#### Work to do
In the lines below, find every line that contains the string "white", matching case exactly, and copy each such line.

[Point placement records]
----------------------------------------

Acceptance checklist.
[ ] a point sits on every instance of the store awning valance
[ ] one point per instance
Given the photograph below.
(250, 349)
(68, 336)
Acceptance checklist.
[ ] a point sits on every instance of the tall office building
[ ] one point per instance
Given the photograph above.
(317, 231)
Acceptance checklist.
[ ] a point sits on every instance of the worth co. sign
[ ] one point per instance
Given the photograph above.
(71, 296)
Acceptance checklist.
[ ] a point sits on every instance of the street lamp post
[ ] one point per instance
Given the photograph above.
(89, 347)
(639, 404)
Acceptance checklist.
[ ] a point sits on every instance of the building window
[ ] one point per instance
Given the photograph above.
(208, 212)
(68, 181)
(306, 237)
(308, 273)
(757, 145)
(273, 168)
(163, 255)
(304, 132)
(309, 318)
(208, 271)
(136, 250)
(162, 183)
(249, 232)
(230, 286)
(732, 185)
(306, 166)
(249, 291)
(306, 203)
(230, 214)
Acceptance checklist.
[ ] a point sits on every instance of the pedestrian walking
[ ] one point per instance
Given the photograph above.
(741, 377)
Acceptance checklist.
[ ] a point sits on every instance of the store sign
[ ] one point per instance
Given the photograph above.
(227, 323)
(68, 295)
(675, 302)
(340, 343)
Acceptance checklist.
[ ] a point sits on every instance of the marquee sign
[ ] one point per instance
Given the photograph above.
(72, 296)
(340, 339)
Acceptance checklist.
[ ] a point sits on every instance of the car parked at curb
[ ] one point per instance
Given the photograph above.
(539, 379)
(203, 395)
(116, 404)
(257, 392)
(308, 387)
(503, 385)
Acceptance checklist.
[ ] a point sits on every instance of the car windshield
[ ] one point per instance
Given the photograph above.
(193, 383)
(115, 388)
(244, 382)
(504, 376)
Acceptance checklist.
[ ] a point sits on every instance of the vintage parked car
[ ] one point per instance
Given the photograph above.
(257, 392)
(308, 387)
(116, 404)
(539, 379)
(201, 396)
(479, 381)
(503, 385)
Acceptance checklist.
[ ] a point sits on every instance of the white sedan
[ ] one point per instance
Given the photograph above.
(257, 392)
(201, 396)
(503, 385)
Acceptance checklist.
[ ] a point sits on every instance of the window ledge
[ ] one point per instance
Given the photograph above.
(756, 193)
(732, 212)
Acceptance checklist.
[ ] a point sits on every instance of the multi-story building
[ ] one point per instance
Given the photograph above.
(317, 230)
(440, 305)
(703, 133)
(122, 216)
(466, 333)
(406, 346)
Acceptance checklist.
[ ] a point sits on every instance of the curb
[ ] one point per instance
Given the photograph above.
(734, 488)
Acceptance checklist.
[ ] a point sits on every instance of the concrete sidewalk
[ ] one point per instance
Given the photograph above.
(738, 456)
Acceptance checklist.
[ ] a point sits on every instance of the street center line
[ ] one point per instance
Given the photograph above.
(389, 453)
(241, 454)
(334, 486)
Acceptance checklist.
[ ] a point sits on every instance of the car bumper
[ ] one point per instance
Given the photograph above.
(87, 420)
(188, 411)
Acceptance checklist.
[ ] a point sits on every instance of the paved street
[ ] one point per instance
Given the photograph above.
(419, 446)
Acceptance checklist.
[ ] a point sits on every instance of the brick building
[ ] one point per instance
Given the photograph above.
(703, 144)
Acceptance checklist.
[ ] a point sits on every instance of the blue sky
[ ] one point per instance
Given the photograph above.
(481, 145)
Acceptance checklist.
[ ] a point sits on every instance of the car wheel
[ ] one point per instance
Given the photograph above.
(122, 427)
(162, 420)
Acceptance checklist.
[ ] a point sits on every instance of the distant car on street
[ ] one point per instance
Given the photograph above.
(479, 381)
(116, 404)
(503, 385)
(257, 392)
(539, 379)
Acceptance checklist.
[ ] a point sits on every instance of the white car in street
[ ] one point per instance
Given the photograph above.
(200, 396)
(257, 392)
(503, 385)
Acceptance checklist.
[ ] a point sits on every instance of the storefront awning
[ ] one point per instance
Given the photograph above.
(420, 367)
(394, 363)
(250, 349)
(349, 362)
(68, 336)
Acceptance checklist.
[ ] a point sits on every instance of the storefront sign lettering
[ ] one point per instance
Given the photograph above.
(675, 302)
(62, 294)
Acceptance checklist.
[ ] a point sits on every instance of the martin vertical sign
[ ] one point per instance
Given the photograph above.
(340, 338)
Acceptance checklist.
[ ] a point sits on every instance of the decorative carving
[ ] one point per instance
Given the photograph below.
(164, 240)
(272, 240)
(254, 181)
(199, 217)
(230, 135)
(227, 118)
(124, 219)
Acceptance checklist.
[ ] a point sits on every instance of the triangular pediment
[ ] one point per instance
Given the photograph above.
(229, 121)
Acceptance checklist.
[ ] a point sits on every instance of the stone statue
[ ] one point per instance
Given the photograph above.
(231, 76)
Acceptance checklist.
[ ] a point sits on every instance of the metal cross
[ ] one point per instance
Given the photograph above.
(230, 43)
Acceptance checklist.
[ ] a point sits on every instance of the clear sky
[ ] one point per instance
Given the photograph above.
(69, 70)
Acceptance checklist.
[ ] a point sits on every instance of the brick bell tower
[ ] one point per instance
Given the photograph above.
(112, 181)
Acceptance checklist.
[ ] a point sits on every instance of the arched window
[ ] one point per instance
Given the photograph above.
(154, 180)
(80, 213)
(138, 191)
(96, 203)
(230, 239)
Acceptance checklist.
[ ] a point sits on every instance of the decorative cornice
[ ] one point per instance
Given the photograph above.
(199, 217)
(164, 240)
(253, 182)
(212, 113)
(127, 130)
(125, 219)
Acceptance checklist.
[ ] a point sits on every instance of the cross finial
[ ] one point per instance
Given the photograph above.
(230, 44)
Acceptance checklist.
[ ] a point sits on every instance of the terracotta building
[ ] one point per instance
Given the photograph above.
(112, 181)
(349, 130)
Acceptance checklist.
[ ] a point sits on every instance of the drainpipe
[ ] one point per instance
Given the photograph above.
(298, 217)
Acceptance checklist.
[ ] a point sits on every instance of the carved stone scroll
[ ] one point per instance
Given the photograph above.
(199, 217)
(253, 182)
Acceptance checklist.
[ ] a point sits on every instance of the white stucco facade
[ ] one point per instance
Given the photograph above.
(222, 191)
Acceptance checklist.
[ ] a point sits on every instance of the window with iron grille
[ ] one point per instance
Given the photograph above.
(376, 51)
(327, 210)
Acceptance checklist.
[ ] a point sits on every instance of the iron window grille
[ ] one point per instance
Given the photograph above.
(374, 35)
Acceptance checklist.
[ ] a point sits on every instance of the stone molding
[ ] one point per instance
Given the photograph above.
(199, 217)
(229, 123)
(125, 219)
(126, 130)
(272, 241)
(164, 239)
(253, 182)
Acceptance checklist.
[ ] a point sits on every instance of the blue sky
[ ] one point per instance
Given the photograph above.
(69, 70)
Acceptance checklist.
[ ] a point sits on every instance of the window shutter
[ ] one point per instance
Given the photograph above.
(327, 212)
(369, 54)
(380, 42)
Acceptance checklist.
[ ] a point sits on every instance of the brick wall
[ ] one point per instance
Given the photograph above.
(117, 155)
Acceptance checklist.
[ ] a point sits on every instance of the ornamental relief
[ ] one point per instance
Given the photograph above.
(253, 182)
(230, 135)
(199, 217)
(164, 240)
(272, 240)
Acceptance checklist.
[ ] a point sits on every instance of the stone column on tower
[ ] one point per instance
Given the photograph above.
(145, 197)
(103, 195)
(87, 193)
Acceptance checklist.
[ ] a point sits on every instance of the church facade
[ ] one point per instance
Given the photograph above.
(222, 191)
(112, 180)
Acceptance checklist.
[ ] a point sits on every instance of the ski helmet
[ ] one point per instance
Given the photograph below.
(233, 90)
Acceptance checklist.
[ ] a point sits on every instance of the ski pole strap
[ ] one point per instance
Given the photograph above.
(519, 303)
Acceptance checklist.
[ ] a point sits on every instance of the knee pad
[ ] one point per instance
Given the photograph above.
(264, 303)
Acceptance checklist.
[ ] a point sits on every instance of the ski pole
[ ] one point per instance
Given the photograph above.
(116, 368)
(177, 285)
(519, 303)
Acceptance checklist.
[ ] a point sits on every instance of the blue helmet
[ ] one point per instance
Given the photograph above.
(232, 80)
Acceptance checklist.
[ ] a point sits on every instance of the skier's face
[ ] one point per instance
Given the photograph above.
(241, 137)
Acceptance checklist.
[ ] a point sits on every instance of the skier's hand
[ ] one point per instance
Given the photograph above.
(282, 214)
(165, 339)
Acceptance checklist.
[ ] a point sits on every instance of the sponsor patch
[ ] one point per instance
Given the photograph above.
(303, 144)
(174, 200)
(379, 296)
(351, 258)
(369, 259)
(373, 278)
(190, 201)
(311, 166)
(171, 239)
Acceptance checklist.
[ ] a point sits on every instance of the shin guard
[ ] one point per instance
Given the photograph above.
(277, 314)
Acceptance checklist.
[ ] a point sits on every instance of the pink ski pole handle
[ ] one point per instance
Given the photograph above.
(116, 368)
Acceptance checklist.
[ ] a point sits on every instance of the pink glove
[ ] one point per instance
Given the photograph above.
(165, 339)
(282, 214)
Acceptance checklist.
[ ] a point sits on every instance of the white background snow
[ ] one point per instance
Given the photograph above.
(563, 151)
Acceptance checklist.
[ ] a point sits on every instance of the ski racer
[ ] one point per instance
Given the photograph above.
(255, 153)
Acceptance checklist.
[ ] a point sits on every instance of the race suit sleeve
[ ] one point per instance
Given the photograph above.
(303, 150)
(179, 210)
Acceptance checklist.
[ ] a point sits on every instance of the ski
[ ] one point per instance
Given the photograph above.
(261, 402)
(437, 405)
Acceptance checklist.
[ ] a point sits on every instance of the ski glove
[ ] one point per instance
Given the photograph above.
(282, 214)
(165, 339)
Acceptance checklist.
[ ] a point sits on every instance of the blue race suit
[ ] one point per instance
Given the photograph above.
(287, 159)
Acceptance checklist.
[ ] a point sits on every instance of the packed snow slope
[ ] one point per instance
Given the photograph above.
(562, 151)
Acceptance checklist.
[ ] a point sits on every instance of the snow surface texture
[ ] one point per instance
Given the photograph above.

----------------------------------------

#### Answer to this problem
[ ] a point sits on every instance of the white sedan
[ ] a point sits on every instance of the white car in street
[ ] a point sits on every instance of the white stucco facade
[ ] a point sits on every instance of the white background snow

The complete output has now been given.